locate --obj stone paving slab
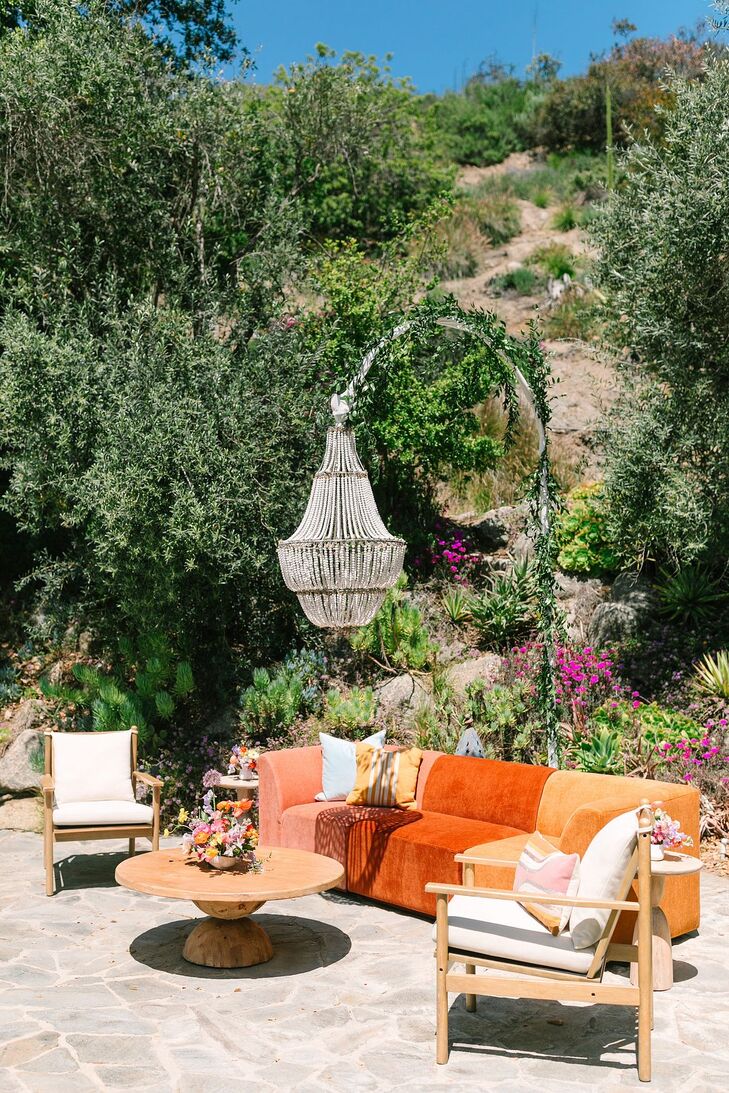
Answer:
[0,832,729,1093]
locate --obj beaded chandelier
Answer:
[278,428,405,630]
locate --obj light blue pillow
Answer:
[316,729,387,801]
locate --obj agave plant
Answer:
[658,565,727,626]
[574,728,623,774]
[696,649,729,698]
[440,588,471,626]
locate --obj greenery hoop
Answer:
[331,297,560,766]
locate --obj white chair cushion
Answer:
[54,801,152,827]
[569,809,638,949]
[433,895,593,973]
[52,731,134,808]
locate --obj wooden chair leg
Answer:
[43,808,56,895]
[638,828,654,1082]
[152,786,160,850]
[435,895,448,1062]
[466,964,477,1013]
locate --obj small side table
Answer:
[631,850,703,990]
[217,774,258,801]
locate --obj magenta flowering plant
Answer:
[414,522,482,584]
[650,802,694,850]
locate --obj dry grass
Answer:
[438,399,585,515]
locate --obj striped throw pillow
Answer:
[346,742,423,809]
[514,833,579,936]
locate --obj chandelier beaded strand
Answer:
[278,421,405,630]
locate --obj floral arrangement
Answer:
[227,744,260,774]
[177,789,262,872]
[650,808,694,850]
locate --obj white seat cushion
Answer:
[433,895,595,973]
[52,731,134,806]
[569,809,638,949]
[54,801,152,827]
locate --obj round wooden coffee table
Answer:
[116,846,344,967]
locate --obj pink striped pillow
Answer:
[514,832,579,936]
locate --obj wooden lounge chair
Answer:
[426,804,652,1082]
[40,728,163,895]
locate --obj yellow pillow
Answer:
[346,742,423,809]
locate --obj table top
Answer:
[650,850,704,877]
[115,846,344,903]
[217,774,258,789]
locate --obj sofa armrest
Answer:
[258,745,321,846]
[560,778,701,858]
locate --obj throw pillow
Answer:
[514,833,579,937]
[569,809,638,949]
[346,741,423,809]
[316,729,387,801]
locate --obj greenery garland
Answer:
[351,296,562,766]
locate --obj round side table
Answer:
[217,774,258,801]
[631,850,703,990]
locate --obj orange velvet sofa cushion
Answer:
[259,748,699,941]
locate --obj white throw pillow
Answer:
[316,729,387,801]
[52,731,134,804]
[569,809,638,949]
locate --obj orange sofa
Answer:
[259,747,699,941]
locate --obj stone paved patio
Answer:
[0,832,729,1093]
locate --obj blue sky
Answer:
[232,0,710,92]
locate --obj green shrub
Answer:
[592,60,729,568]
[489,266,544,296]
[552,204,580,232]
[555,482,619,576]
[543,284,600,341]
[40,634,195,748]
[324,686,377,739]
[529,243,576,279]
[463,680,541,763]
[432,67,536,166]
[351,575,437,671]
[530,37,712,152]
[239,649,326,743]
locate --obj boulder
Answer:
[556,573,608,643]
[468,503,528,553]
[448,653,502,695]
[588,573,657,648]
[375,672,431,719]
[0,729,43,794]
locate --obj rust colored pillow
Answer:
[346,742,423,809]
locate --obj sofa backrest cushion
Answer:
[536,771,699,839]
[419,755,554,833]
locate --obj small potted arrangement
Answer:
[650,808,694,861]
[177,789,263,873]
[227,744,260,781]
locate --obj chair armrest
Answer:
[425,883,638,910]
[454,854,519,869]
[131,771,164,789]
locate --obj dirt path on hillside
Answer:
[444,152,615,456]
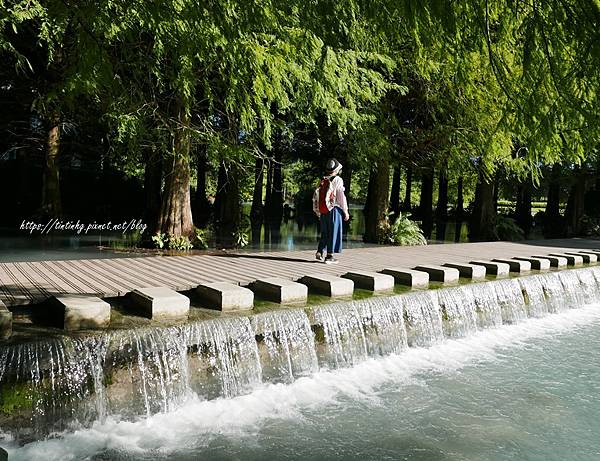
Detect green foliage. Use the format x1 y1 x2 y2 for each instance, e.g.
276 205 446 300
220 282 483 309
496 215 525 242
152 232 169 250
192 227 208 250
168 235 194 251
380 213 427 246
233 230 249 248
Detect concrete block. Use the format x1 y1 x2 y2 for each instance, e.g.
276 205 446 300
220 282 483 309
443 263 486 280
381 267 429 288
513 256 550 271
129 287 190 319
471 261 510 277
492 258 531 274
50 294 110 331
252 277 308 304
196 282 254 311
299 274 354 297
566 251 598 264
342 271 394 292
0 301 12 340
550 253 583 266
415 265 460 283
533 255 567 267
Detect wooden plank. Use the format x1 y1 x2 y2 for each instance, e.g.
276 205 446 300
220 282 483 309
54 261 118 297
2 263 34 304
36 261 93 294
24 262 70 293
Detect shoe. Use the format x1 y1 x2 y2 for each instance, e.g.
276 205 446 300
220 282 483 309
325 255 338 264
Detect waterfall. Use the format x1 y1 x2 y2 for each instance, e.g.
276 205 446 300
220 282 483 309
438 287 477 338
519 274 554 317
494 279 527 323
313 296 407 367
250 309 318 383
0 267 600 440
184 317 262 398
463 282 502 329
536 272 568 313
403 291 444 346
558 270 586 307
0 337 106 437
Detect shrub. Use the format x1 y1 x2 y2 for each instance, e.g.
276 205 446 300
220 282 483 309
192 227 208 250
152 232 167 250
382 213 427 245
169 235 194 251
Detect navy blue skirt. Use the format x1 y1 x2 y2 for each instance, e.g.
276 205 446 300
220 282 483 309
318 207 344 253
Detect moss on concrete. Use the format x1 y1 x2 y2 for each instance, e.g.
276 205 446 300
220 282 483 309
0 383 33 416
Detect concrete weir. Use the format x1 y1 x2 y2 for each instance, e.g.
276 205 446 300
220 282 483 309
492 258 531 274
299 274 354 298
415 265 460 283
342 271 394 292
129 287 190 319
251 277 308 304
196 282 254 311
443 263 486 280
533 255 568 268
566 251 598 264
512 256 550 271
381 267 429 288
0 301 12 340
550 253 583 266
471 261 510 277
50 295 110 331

******************************

Written task ->
Can you convert the material between the lines holding "locate --obj dirt path on hillside" and "233 230 249 248", inclusive, into a Markdown table with a Row column numbering each entry and a Line column giving its text, skipping blank lines and leaving out the pictures?

Expected output ->
| Row | Line |
|---|---|
| 1 | locate --obj dirt path on hillside |
| 2 | Answer: |
| 3 | [444,152,615,456] |
| 4 | Detect green foliage. Use the format x1 y1 x2 y2 for each instance, e.g. |
| 5 | 276 205 446 300 |
| 6 | 220 282 483 309 |
| 7 | 496 215 525 242 |
| 8 | 152 232 169 250 |
| 9 | 192 227 208 250 |
| 10 | 168 235 194 251 |
| 11 | 380 213 427 246 |
| 12 | 233 230 249 248 |